• To-do list:
a: Answer these questions from the filing text, each on its own line marked (i), (ii) and (iii): (i) Which rule is the checked third-party tender offer subject to? (ii) What price per share will Rexam pay for American National Can? (iii) What premium does that price represent, and relative to what?
b: Retype the stretch of the filing text from "[x] Check the" through "to Rule 13e-3.".
c: In one to three sentences, explain from the filing text what the checked box about preliminary communications indicates about the filing.

• Page text:

——

Amount Previously Paid:........................N/A
Form or Registration No.:......................N/A
Filing Party:..................................N/A
Date Filed:....................................N/A

[x] Check the box if the filing relates to preliminary communications
made before the commencement of a tender offer.

Check the appropriate boxes below to designate any transactions to
which the statement relates:

[x] third-party tender offer subject to Rule 14d-1.
[ ] issuer tender offer subject to Rule 13e-4.
[ ] going-private transaction subject to Rule 13e-3.
[ ] amendment to Schedule 13D under Rule 13d-2.

Check the following box if the filing is a final amendment reporting
the results of the tender offer: [ ]


                                                         PRESS RELEASE

FOR IMMEDIATE RELEASE

Contacts: ANC                              Rexam PLC
          Josesph Esterman                 Per Erlandsson

          Vice President,                  Director of Corporate
          Investor Relations               Communication
          Direct Line (773) 399-3721       Direct Line 44 (0)20 7227 4140


             Rexam to Acquire American National Can Group

LONDON, ENGLAND and CHICAGO, ILLINOIS, April 3, 2000 - Rexam PLC and
American National Can Group, Inc. (NYSE: CAN) today announced they
have entered into a definitive agreement under which Rexam will
acquire all outstanding shares of American National Can for $18.00 per
share payable in cash, a premium of 44% to American National Can's
average March 2000 closing price.

——

• Records shown:

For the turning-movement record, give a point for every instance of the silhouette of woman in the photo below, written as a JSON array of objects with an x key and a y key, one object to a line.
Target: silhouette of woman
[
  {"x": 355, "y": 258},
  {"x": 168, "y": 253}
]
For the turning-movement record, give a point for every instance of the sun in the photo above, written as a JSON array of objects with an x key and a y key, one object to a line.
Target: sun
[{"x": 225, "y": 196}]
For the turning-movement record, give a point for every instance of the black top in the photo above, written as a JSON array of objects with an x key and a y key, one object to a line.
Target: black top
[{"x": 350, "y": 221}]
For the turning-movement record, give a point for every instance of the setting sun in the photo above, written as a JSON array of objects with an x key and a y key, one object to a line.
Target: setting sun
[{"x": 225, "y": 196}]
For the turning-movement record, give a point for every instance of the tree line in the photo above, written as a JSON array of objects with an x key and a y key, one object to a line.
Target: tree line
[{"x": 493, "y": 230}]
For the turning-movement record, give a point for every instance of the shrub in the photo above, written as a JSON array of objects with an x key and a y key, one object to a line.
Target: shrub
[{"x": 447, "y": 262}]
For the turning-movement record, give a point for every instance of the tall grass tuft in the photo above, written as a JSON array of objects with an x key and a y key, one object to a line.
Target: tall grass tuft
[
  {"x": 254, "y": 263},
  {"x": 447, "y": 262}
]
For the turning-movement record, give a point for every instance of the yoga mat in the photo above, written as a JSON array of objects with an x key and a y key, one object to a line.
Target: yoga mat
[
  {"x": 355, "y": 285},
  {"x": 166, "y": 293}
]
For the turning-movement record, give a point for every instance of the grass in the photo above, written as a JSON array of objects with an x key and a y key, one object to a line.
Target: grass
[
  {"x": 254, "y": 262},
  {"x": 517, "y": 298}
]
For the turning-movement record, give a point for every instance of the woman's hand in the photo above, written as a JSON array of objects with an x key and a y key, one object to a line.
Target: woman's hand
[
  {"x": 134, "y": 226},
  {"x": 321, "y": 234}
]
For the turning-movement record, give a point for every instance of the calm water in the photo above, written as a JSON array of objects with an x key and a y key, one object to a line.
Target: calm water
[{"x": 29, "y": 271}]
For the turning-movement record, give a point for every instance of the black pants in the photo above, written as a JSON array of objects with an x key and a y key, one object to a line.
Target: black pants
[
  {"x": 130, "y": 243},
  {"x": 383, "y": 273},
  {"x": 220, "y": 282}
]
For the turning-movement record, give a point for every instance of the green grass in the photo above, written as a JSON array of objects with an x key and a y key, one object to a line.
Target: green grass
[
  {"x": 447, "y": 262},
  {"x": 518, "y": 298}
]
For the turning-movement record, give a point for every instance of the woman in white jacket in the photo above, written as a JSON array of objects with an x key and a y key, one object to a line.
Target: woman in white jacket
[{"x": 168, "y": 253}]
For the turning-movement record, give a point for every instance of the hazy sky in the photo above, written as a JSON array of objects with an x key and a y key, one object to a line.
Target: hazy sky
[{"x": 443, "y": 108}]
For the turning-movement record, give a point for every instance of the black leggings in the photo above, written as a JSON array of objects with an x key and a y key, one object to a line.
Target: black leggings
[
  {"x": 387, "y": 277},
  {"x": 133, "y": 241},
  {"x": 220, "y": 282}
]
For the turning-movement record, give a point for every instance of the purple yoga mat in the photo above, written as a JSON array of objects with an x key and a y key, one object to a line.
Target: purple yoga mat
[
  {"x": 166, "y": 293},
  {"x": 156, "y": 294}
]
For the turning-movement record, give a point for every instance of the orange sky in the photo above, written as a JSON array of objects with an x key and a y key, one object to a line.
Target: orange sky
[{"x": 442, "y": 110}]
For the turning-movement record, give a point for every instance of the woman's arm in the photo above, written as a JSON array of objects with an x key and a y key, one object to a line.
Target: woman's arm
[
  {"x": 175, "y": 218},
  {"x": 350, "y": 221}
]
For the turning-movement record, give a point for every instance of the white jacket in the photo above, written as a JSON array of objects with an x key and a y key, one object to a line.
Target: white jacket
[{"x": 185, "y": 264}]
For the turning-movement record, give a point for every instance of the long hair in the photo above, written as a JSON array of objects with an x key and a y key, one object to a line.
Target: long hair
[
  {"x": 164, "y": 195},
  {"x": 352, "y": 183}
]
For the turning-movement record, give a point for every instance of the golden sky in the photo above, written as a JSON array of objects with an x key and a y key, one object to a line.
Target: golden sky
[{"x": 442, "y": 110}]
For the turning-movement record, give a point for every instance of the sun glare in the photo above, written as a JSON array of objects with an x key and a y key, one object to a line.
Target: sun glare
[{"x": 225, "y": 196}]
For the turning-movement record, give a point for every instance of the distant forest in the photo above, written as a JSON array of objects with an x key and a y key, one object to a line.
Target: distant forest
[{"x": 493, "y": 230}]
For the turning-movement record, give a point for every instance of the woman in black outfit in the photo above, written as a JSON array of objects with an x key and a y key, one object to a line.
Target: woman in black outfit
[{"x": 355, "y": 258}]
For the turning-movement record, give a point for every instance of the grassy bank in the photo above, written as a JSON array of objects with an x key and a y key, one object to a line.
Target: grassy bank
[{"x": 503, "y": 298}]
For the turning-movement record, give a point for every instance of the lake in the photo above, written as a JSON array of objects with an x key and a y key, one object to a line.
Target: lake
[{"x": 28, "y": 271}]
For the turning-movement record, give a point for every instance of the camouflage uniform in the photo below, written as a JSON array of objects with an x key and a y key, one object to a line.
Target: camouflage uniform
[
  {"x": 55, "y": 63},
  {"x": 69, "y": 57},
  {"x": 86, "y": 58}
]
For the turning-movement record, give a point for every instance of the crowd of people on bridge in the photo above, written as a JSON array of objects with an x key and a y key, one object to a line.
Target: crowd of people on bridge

——

• Answers provided:
a:
(i) Rule 14d-1.
(ii) $18.00 per share, payable in cash.
(iii) A premium of 44% to American National Can's average March 2000 closing price.

b:
[x] Check the box if the filing relates to preliminary communications
made before the commencement of a tender offer.

Check the appropriate boxes below to designate any transactions to
which the statement relates:

[x] third-party tender offer subject to Rule 14d-1.
[ ] issuer tender offer subject to Rule 13e-4.
[ ] going-private transaction subject to Rule 13e-3.

c: The filing text says to check that box if the filing relates to preliminary communications made before the commencement of a tender offer. Because the box is checked, the filing relates to such communications.